Instead of splitting the HTML and reading each line (the HTML could actually be a single line) is there a Regex I can use to extract the “content” tag of each property: “og:type”, “og:title”, “og:image” and “og:description”?
From your example html, you’d like to return something like the following?
og:type, product
og:title, Product Title
og:image, https://www.example.com
og:description, product description
To do this, I used some text routines that I’ve created to help me rebuild my old website from the saved html. They don’t use regex, because I’ve never been good at regex. The above example took me a couple of minutes to code with my text routines. If you’re interested, I can post it. But be warned, it is not a true html parser. It works fine parsing machine generated html, but if the pages were human created, there are occasionally spaces stuck in inconvenient places that may cause problems. The tools address some of these issues, but may not catch all of them.
Yes that’s exactly it.
I would be interested in seeing your parser and compare the speed against the regex I’m using. On large pages it takes up to 200ms to get the opengraph tags.
While acceptable, I’m trying to optimize my web app as much as possible. There can be up to 300 concurrent sessions.
If you’re already using regex, then I’m sure it will be considerably faster than my code, but the code is below. I’ve also made a small project file that includes a couple of other text manipulation routines.
Public Function ExtractOG(rawHTML As String) as string
dim cleanHTML As String = CompressWhitespace(rawHTML)
dim head() As String = parseTxtToAry(cleanHTML,"<head>","</head>")
dim output as String = ""
if head.Ubound>=0 then
dim meta() As String = parseTxtToAry(head(0),"<meta",">")
if meta.Ubound>=0 then
'At least one meta tag has been found
for i as Integer = 0 to meta.Ubound
output = output + parseTxt(meta(i),"property=""","""")+", "+parseTxt(meta(i),"content=""","""")+EndOfLine
next
end if
else
'This only happens if the head can't be found
end if
return output
End Function
Public Function CompressWhitespace(s1 As String) as String
'Removes duplicate whitespace characters from text.
'Also trims leading and trailing whitespace.
'This is not very efficient code, and should be
'replaced with more efficient RegEx code.
dim s As String =s1
'Convert all whitespace characters into spaces
s=ReplaceAll(s,chr(9)," ")
s=ReplaceAll(s,chr(10)," ")
s=ReplaceAll(s,chr(13)," ")
dim L As Integer = len(s)+1
'Replace duplicate spaces with single spaces repeatedly until length stops changing
While len(s)<>L
L=len(s)
s=ReplaceAll(s," "," ")
'These are specific to html
s=ReplaceAll(s,"< ","<")

■ PROVIDED DATA:
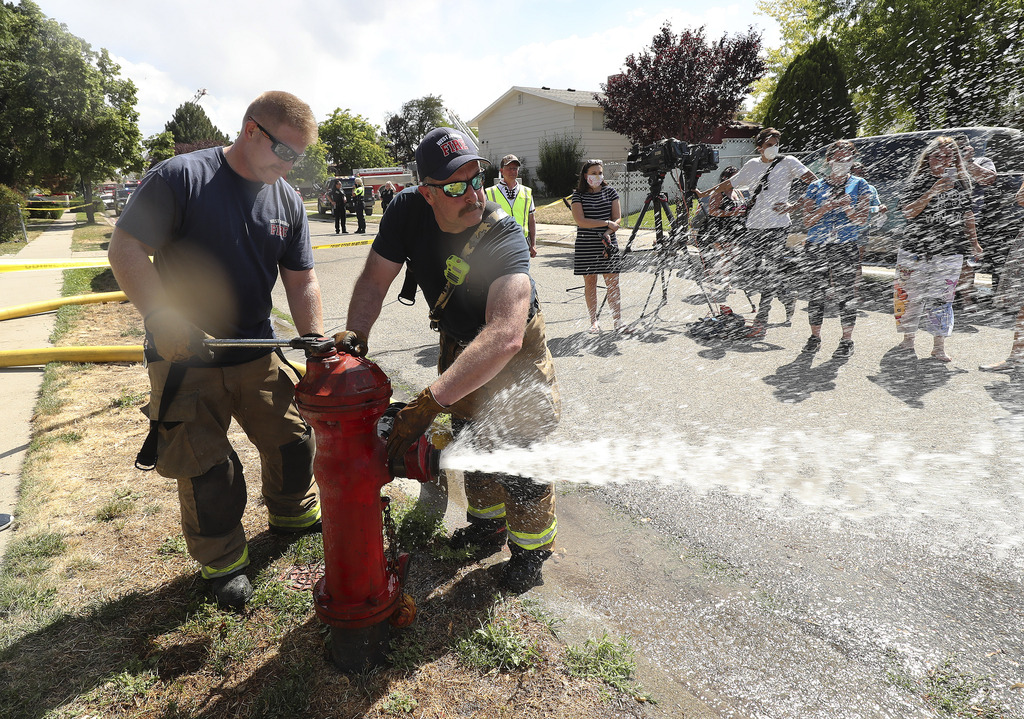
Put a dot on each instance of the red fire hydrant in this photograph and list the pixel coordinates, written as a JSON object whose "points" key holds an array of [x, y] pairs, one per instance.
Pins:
{"points": [[343, 398]]}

■ WORK TO DO:
1 - From the forum thread about pulling Open Graph tags out of HTML, list the properties whose "content" value the opening post wants a regex to extract.
2 - Continue the forum thread about pulling Open Graph tags out of HTML from the point where it stops.

■ REPLIES:
1 -
og:type
og:title
og:image
og:description

2 -
s=ReplaceAll(s," >",">")
wend
return trim(s)
End Function
Public Function parseTxt(s As String, delimA As String, delimB As String) as string
'Returns a string array (or EOL delimited string) of every substring of s,
'that falls between left delimiter text delimA and right delimiter text delimB.
dim outList() As String = Split(s,delimA)
dim hitCount As Integer = UBound(outList)
if hitCount>-1 then outList.Remove(0)
hitCount=hitCount-1
for i as integer = 0 to hitCount
dim ss() As String = split(outList(i),delimB)
if UBound(ss)<0 then
outList(i)=""
else
outList(i)=ss(0)
end if
next
'Choose one of the following return options
return Join(outList,EndOfLine)
'return outList
End Function
Public Function parseTxtToAry(s As String, delimA As String, delimB As String) as string()
'Returns a string array (or EOL delimited string) of every substring of s,
'that falls between left delimiter text delimA and right delimiter text delimB.
dim outList() As String = Split(s,delimA)
dim hitCount As Integer = UBound(outList)
if hitCount>-1 then outList.Remove(0)
hitCount=hitCount-1
for i as integer = 0 to hitCount
dim ss() As String = split(outList(i),delimB)
if UBound(ss)<0 then
outList(i)=""
else
outList(i)=ss(0)
end if
next
'Choose one of the following return options
'return Join(outList,EndOfLine)
return outList
End Function
well your code seem to do more stuff, and mine is not bulletproof
one question, why do you remove whitespaces :
dim cleanHTML As String = CompressWhitespace(rawHTML)
if usefull can i steal your code ?
Thanks @DerkJ, I was using OpenGraph but it was a bit too slow in my tests.
Though I still use it for Amazon URLs because Amazon does not support OpenGraph tags.
But the Regex pattern in the stackoverflow link seems to be perfect for my needs.
!! great, i guess i know now why i need to learn regex , thanks !
when i have some time, iwill do a method i’ll post somewhere, there is more metatags than that, i’ll try to figure out hoàw to add those tags, and there is a keyword list, dunno if this doable using this
you mind sharing more explicit code ? i’m sure there there’s many lwho would benefit from it, i wanted to do so but my code is dirty
Sure, here is my code to extract the OpenGraph title and image url
Dim title as String
Dim imgURL as String
Dim reg As RegEx
Dim myMatch as RegExMatch
if page.Contains("og:") then //page is a String containing the HTML webpage
Dim patterns() as String
patterns.Add "<meta\s[^>]*property=[\""'](og:title)[\""']\s[^>]*content=[\""']([^'^\""]+?)[\""'][^>]*>"
patterns.Add "<meta\s[^>]*property=[\""'](og:image)[\""']\s[^>]*content=[\""']([^'^\""]+?)[\""'][^>]*>"
patterns.Add "<meta\s[^>]*property=[\""'](og:image:url)[\""']\s[^>]*content=[\""']([^'^\""]+?)[\""'][^>]*>"
//Feel free to add more patterns matching twitter:title, twitter:image if necessary
for each pattern in patterns
reg = new RegEx
reg.SearchPattern = pattern
reg.Options.Greedy = False
myMatch = reg.Search(page)
if myMatch <> nil then
if myMatch.SubExpressionCount > 2 then
Dim og_type As String = myMatch.SubExpressionString(1)
Dim og_content As String = myMatch.SubExpressionString(2)
Select case og_type
Case "og:title"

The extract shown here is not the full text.